#### Work task:
Find the line containing "candy and report the position of each.". Retype it and every later line of the records exactly, leaving out pictures.

BEGIN Data for this exercise

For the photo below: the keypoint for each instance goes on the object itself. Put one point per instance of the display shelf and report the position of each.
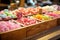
(17, 34)
(58, 22)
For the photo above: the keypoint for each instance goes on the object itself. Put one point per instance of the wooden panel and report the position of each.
(52, 23)
(33, 30)
(22, 3)
(58, 22)
(19, 34)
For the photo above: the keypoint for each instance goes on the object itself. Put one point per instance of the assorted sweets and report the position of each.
(9, 25)
(6, 15)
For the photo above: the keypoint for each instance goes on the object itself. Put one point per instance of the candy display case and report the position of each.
(40, 27)
(17, 34)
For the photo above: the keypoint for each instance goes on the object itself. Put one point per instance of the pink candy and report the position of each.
(8, 25)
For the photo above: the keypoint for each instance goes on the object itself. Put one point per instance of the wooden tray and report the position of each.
(58, 22)
(33, 30)
(19, 34)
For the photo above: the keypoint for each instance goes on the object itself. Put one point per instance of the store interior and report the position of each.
(29, 19)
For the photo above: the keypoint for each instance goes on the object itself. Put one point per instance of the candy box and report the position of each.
(17, 34)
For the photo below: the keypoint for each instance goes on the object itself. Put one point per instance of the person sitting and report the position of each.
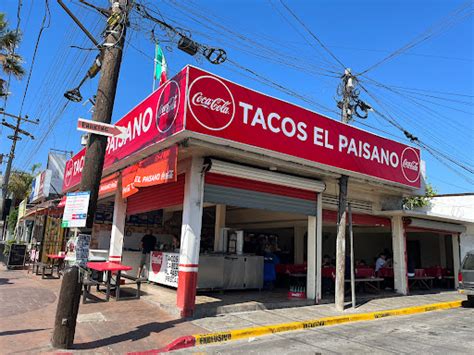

END Data for this exercise

#### Response for this exercise:
For the photo above: the keypoint for each instance goes on the object itself. Put one point per instance of the pink candy and report the position of each.
(8, 25)
For the photo above: the keypoint for each instance goes on the object itself. Put one point per instance of the wooden tray and report the position of each.
(58, 22)
(33, 30)
(19, 34)
For the photo above: the keypoint for each instance goes on the object itself. Put one point per instance of the store interior and report the position of each.
(29, 19)
For the photo above: the keypoint for each instance goes on the object itself. Put one point per instance of the candy box and report the position of each.
(17, 34)
For the photo below: the keypoint for each instance goes on the object itself. Put one point per instance of the person sitting and report the position of each.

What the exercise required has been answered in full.